• Required work:
Reproduce the closing part of the entries exactly: the line with "the white beak." and all lines after it, ending with the last line, and nothing else.

• Input material:
━━━━━━━━━━
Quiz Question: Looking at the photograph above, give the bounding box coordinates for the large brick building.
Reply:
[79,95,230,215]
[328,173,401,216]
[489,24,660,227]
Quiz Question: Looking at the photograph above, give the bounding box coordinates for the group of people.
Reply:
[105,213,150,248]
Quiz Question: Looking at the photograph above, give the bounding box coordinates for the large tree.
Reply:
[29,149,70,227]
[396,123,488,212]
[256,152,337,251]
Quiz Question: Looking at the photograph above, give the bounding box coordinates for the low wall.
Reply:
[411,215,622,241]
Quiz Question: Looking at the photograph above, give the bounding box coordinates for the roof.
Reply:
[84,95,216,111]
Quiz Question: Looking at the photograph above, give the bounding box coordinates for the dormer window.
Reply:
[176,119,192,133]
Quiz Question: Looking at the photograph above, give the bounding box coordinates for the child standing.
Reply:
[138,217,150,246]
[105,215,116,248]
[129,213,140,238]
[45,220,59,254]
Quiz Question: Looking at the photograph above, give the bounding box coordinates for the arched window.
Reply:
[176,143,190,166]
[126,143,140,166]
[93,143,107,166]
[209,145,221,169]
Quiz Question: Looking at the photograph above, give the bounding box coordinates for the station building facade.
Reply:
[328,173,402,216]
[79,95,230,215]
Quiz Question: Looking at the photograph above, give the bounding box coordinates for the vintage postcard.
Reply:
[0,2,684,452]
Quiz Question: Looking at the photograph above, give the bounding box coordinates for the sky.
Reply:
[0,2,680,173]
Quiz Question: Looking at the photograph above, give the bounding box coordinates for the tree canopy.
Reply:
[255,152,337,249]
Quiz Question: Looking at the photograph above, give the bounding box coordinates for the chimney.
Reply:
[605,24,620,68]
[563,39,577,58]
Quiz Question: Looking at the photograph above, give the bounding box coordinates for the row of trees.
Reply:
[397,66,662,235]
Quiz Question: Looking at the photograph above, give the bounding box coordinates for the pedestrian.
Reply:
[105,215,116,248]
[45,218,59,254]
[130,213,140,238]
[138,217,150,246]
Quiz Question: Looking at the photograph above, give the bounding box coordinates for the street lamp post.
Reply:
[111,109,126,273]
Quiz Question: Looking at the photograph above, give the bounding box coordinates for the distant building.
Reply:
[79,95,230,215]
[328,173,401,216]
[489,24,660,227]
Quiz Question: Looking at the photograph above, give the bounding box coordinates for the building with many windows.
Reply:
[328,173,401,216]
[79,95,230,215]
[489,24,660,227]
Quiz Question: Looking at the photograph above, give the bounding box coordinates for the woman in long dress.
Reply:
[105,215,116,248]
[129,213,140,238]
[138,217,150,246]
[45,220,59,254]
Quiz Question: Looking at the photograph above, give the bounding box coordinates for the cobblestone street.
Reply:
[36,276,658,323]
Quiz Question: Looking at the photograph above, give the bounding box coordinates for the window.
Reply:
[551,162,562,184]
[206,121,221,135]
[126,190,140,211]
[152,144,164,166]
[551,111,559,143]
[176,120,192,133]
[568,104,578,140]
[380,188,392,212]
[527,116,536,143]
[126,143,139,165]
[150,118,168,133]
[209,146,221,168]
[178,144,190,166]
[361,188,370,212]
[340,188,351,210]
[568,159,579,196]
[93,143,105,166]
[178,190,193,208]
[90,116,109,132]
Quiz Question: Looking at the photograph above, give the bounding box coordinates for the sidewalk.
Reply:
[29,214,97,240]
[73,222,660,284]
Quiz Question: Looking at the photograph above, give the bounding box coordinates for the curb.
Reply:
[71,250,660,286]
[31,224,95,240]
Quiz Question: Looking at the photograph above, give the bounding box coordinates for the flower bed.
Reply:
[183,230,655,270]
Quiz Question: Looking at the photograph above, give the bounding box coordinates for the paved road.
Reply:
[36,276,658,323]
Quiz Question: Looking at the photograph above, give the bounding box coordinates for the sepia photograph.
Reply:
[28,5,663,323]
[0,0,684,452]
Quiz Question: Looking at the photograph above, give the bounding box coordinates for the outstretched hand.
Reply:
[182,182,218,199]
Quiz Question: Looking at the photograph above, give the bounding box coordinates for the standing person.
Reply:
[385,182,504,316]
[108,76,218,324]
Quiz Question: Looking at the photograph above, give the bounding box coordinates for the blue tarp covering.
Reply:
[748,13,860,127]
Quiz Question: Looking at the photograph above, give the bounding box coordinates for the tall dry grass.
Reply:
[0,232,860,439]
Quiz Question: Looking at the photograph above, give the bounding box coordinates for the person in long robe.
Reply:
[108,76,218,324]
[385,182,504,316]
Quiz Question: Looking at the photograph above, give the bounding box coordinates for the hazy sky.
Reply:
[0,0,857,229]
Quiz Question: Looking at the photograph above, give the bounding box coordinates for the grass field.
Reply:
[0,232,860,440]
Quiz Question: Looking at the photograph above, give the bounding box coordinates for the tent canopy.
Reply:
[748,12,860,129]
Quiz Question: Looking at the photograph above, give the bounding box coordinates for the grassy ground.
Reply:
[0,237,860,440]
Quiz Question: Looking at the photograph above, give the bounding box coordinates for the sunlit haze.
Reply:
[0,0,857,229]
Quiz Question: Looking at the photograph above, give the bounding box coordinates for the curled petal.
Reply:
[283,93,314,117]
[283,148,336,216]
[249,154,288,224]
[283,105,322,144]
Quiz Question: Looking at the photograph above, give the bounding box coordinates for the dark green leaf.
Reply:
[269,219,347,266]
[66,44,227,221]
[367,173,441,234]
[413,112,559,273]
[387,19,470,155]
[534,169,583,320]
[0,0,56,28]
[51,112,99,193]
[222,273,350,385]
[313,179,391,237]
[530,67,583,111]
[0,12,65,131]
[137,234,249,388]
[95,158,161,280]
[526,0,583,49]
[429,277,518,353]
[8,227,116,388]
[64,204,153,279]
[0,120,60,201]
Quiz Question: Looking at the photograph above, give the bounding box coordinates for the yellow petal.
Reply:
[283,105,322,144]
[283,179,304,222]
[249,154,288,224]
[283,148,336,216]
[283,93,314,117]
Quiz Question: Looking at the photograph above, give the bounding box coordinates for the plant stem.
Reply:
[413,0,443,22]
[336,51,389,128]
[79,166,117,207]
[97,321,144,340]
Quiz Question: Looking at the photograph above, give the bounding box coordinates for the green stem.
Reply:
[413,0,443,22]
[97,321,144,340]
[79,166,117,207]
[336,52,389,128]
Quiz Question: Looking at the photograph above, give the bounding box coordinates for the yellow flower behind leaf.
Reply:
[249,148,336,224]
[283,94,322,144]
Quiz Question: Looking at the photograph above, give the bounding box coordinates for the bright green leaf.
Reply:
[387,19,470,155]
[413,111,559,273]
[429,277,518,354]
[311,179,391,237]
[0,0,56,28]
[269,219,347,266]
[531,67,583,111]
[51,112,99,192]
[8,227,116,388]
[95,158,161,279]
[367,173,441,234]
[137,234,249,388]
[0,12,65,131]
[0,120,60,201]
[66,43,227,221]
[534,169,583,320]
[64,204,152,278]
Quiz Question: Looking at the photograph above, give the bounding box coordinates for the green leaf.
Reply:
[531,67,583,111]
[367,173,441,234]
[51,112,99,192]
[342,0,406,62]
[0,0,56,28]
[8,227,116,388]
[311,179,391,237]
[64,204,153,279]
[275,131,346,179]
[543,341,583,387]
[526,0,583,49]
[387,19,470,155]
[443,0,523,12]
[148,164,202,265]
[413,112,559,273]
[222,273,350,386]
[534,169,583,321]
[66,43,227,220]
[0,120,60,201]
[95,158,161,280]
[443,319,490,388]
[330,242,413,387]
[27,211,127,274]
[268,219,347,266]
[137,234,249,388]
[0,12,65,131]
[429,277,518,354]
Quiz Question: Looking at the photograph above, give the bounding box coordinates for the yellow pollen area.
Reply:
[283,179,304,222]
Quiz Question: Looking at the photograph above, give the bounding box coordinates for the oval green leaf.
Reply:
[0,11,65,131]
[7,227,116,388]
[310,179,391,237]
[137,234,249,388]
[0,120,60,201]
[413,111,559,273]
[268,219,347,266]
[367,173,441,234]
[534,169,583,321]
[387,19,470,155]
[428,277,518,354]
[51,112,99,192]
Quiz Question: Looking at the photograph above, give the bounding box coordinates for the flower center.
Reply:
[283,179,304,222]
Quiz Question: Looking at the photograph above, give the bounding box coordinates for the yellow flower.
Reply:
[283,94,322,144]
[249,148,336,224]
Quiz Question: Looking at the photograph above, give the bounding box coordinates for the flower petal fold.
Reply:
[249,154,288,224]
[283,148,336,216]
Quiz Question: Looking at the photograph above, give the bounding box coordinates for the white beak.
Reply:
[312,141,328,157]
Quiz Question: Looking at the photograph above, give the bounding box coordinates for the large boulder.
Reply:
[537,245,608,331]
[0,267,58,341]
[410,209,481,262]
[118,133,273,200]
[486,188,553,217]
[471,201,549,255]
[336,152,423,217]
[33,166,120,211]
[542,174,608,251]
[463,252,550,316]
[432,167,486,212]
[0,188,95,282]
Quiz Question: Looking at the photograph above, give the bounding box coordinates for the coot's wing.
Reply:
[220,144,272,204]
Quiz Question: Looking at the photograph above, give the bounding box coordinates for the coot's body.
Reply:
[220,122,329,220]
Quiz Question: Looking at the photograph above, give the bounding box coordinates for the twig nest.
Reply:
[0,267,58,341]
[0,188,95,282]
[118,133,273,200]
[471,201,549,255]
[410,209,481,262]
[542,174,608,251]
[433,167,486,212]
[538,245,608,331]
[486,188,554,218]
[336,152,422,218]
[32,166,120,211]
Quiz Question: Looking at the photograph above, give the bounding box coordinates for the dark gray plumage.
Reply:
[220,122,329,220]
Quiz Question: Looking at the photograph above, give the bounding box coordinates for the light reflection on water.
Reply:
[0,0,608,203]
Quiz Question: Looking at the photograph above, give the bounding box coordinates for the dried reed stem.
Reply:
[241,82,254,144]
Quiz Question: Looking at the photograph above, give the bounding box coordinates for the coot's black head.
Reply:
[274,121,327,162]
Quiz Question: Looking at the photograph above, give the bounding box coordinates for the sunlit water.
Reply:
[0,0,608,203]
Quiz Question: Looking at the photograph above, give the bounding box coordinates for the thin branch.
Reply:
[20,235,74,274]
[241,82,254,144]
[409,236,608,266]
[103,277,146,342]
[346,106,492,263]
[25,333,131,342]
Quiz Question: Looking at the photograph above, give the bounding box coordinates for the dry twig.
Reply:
━━━━━━━━━━
• Result of this task:
Quiz Question: Looking at the photograph above, give the bounding box coordinates for the white beak.
Reply:
[312,141,328,157]
Quiz Question: Looking at the photograph above, give the bounding box coordinates for the large boulder.
Reply:
[537,245,608,331]
[0,267,58,341]
[410,209,481,262]
[118,133,273,200]
[486,188,553,217]
[471,201,549,255]
[336,152,423,217]
[33,166,120,211]
[542,174,608,251]
[463,252,550,316]
[432,167,486,212]
[0,188,95,282]
Quiz Question: Looking at the photograph above, give the bounding box coordinates for the coot's wing.
Reply:
[220,144,272,204]
Quiz Question: Looking at the photograph above, give the bounding box coordinates for the coot's body.
Reply:
[220,122,329,220]
Quiz Question: Looking at the photograph above, give the bounding box coordinates for the twig nest.
Reply:
[0,267,58,341]
[0,188,95,282]
[118,133,273,200]
[471,201,549,255]
[410,209,481,262]
[542,174,608,251]
[433,167,486,212]
[538,245,608,331]
[486,188,554,218]
[336,152,422,218]
[32,166,120,211]
Quiz Question: Looking at the photograph above, give the bounding box coordinates for the dark gray plumage.
Reply:
[220,122,329,220]
Quiz Question: Looking at the photograph above, give the bounding box coordinates for the light reflection on water.
Reply:
[0,0,608,203]
Quiz Question: Looking at the photograph above, give the bounding box coordinates for the dried reed stem.
Reply:
[241,82,254,144]
Quiz Question: Looking at the photograph above, give the bounding box coordinates for the coot's black head.
Reply:
[274,121,327,162]
Quiz Question: Looking at the photograph above, give the bounding box coordinates for the sunlit water.
Reply:
[0,0,608,203]
Quiz Question: Looking at the photograph above, give the bounding box coordinates for the thin branch.
Reply:
[20,235,74,274]
[241,82,254,144]
[409,236,608,266]
[103,277,146,342]
[346,106,492,263]
[25,333,131,342]
Quiz Question: Looking at the photograph above, give the bounding box coordinates for the dry twig.
Reply:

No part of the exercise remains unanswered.